• **Dokumenttext**
------

2. Die Klägerin hat für den ihr durch die Verzögerung entstandenen materiellen Nachteil einen Entschädigungsanspruch in der vom Oberverwaltungsgericht angenommenen Höhe.
Anspruchsgrundlage ist insoweit § 198 Abs. 1 Satz 1 GVG, der im Fall des Vorliegens seiner Voraussetzungen - wie hier - gebietet, (auch) für einen vermögensrechtlichen Nachteil angemessene Entschädigung zu leisten. Mit dieser Entschädigung wird kein Schadensersatz im Sinne der §§ 249 ff. BGB gewährt, sondern in Anlehnung an § 906 Abs. 2 Satz 2 BGB lediglich ein Schadensausgleich nach enteignungs- und aufopferungsrechtlichen Grundsätzen geleistet (BTDrucks 17/3802 S. 34). Es findet damit nur ein Ausgleich der erlittenen Vermögenseinbuße, aber grundsätzlich keine Naturalrestitution statt (vgl. BGH, Urteile vom 23. Februar 2001 - V ZR 389/99 - BGHZ 147, 45 <53> und vom 14. November 2003 - V ZR 102/03 - BGHZ 157, 33 <47>).
Davon ist auch das Oberverwaltungsgericht ausgegangen und hat der Klägerin für die mit den zusätzlichen Wegekosten konkret verbundenen Vermögenseinbußen (zusätzlicher Kraftstoff, erhöhte Wartungskosten und wegebedingter Wertverlust) einen Nachteilsausgleich gewährt. Ferner hat es entsprechend dem in der Enteignungsentschädigung anerkannten Prinzip des Vorteilsausgleichs den im Wege der Einkommensteuerrückerstattung für die der Klägerin entstandenen Fahrtkosten (Werbungskosten) erlangten Vorteil abgezogen. Gegen diese Vorgehensweise bestehen keine rechtlichen Bedenken. Soweit der Beklagte einwendet, dass für die Entschädigung der Fahrtkosten die im Sozialhilferecht oder im Zeugenentschädigungsrecht maßgeblichen Bestimmungen entsprechend heranzuziehen seien, findet dies im Gesetz keine Stütze.

------

• **Arbeitsauftrag A**
Gib aus dem Urteilsauszug zur Verzögerungsentschädigung den Abschnitt wörtlich wieder, beginnend mit „Anspruchsgrundlage ist insoweit“ und weiter bis „157, 33 <47>).“.
• **Arbeitsauftrag B**
Setze den Urteilsauszug zur Verzögerungsentschädigung im Anschluss an seinen letzten Satz fort.

• **Zeilenauszüge**
------

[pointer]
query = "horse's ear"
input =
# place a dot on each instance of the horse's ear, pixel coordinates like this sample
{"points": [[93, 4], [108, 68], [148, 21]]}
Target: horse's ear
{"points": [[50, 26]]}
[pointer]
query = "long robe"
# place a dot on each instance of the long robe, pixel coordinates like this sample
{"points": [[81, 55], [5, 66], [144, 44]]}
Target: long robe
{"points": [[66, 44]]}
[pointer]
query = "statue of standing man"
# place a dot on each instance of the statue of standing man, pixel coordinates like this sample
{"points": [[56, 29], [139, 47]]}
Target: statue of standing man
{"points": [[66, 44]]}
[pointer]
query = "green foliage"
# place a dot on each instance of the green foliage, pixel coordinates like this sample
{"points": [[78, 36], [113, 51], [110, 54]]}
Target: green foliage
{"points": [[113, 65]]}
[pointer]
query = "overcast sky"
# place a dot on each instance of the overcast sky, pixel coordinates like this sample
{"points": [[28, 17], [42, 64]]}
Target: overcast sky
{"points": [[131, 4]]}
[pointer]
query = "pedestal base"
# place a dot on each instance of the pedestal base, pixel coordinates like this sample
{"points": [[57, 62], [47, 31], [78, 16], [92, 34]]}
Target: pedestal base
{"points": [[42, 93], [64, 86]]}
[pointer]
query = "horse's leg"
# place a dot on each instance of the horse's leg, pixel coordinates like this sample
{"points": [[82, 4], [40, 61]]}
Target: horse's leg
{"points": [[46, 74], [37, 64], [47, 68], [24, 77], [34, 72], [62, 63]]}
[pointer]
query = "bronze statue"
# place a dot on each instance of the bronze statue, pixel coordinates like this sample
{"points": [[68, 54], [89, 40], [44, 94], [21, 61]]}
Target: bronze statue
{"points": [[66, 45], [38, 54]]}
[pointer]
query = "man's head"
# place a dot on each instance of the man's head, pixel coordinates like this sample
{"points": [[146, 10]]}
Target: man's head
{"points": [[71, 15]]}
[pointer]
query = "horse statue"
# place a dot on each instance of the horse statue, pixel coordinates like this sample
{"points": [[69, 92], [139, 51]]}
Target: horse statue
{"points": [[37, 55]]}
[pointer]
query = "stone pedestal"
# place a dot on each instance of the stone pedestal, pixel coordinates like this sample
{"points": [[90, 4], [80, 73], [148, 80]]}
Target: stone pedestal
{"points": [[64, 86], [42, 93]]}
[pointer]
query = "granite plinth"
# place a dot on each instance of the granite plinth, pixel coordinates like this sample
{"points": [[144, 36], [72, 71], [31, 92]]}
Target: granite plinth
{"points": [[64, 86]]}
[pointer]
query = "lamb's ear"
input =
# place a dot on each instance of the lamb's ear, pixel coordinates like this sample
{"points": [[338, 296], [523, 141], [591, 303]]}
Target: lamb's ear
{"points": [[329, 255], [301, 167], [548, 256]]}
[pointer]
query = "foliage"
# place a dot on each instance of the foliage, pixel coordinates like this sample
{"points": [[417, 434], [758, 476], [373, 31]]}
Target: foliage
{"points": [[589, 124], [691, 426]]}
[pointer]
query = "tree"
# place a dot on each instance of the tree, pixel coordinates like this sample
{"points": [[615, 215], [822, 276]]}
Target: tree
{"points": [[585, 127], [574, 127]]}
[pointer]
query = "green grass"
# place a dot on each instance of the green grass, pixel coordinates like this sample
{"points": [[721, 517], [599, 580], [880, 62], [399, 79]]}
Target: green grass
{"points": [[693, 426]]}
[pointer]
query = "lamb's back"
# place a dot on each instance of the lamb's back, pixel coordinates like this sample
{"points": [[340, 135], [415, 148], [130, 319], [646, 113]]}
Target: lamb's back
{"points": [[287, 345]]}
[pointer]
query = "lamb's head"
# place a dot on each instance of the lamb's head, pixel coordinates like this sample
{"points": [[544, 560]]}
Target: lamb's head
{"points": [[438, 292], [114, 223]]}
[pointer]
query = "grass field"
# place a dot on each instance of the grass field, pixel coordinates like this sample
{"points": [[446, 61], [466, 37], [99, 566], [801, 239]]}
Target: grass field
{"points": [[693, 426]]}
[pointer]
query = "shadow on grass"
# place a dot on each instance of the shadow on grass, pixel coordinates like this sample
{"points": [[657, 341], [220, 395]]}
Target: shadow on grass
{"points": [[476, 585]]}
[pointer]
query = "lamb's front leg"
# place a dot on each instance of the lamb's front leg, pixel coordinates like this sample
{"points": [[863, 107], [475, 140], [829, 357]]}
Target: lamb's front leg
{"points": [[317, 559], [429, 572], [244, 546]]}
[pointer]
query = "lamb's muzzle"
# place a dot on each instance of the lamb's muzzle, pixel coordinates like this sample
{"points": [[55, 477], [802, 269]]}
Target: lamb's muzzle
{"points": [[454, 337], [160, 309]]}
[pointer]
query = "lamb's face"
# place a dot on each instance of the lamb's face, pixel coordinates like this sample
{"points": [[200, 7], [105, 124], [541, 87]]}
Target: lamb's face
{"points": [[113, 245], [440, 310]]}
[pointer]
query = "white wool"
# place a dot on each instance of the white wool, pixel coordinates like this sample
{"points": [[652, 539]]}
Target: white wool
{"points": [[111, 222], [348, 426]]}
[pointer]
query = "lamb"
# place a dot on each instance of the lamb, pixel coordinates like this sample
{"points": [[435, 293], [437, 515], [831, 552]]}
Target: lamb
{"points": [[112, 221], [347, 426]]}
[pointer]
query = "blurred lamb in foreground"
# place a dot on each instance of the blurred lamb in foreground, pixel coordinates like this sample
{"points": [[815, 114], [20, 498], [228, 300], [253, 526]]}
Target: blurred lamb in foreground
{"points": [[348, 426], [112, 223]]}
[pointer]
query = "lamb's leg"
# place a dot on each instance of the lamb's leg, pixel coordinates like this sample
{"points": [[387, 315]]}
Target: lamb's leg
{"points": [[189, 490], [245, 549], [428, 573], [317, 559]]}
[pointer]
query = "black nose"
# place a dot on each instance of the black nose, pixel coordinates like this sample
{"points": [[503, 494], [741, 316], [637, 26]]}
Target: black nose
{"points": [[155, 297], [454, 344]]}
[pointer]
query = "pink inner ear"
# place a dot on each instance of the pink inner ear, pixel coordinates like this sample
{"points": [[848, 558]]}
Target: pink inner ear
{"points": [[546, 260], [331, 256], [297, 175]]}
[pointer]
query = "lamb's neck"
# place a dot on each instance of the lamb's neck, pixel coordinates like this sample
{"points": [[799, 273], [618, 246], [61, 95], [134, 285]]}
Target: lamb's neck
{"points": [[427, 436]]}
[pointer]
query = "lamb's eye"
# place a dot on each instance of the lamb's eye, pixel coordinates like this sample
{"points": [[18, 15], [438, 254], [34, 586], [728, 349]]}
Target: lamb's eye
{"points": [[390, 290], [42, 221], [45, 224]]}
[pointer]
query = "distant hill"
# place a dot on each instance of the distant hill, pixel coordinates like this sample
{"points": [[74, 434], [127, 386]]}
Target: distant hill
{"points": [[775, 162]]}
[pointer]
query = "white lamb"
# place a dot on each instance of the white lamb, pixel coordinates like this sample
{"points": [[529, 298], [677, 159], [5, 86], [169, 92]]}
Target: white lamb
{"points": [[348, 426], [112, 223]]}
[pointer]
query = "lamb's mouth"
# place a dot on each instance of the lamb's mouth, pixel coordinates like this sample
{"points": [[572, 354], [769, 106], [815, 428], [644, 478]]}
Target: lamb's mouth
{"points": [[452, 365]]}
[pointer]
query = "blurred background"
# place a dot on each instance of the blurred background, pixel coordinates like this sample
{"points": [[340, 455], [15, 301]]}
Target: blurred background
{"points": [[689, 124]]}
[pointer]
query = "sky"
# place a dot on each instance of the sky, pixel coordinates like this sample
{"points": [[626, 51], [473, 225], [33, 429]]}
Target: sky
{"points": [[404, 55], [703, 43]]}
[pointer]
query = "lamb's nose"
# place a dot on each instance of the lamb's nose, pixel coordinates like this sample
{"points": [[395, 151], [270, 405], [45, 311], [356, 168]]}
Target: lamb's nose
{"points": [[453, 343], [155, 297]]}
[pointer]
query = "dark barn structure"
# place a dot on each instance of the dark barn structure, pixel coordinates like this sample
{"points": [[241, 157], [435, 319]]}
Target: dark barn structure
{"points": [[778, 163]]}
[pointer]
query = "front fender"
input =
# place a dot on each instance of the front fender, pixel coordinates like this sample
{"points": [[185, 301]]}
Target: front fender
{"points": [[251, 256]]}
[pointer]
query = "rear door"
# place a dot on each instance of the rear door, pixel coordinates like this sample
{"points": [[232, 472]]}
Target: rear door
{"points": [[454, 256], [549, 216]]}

------

• **Übungsergebnis A**
Anspruchsgrundlage ist insoweit § 198 Abs. 1 Satz 1 GVG, der im Fall des Vorliegens seiner Voraussetzungen - wie hier - gebietet, (auch) für einen vermögensrechtlichen Nachteil angemessene Entschädigung zu leisten. Mit dieser Entschädigung wird kein Schadensersatz im Sinne der §§ 249 ff. BGB gewährt, sondern in Anlehnung an § 906 Abs. 2 Satz 2 BGB lediglich ein Schadensausgleich nach enteignungs- und aufopferungsrechtlichen Grundsätzen geleistet (BTDrucks 17/3802 S. 34). Es findet damit nur ein Ausgleich der erlittenen Vermögenseinbuße, aber grundsätzlich keine Naturalrestitution statt (vgl. BGH, Urteile vom 23. Februar 2001 - V ZR 389/99 - BGHZ 147, 45 <53> und vom 14. November 2003 - V ZR 102/03 - BGHZ 157, 33 <47>).

• **Übungsergebnis B**
Die Entschädigungssumme beläuft sich auf 1 864,87 €. Der vom Oberverwaltungsgericht hinsichtlich des Mehraufwandes für Fahrtkosten angesetzte Betrag hält einer revisionsgerichtlichen Kontrolle Stand. Soweit der Beklagte in diesem Zusammenhang die tatsächlichen Grundlagen der Berechnung, insbesondere die Anzahl der bei der Fahrtkostenberechnung zugrunde gelegten Diensttage und die Höhe des angesetzten Kraftstoffpreises angreift, sind diese Tatsachenfeststellungen nicht mit Verfahrensrügen angegriffen worden und daher nach § 137 Abs. 2 VwGO für das Revisionsgericht bindend.
Soweit das Oberverwaltungsgericht den für die Wertminderung des Kraftfahrzeugs angesetzten Betrag im Wege der Schätzung nach § 173 Satz 1 VwGO i.V.m. § 287 Abs. 1 ZPO ermittelt hat, erweist sich dies als fehlerfrei. Gegen die Anwendung dieser Vorschriften bei der Ermittlung der Höhe der nach § 198 Abs. 1 GVG geschuldeten Entschädigung bestehen keine Bedenken, weil die Schätzvorschriften auch ansonsten bei Entschädigungsansprüchen Anwendung finden (vgl. Urteil vom 20. Januar 2005 - BVerwG 3 C 15.04 - Buchholz 418.6 TierSG Nr. 18 S. 10). Auch hinsichtlich der Höhe der geschätzten wegebedingten Wertminderung des klägerischen Fahrzeugs bestehen keine begründeten Zweifel. Das Oberverwaltungsgericht hat insoweit die Grundlagen seiner Schätzung nachvollziehbar dargelegt. In diesem Fall ist das Revisionsgericht regelmäßig auf die Prüfung beschränkt, ob die vorinstanzliche Schätzung auf grundsätzlich fehlerhaften Erwägungen beruht, ob wesentliche Tatsachen außer Acht gelassen oder sonstige Rechtsvorschriften oder Denk- und Erfahrungssätze verletzt worden sind (Urteile vom 1. März 1995 - BVerwG 8 C 36.92 - Buchholz 303 § 287 ZPO Nr. 3 S. 11 und vom 20. Januar 2005 a.a.O.). Solche Mängel liegen nicht vor.
Die vom Oberverwaltungsgericht angenommene Höhe der Wartungskosten wurde in der mündlichen Verhandlung vor dem Senat unstreitig gestellt.
3. Die Kostenentscheidung beruht auf § 154 Abs. 2 VwGO. Eine Billigkeitsentscheidung nach der kostenrechtlichen Spezialregelung des § 201 Abs. 4 GVG i.V.m. § 173 Satz 2 VwGO ist nicht zu treffen.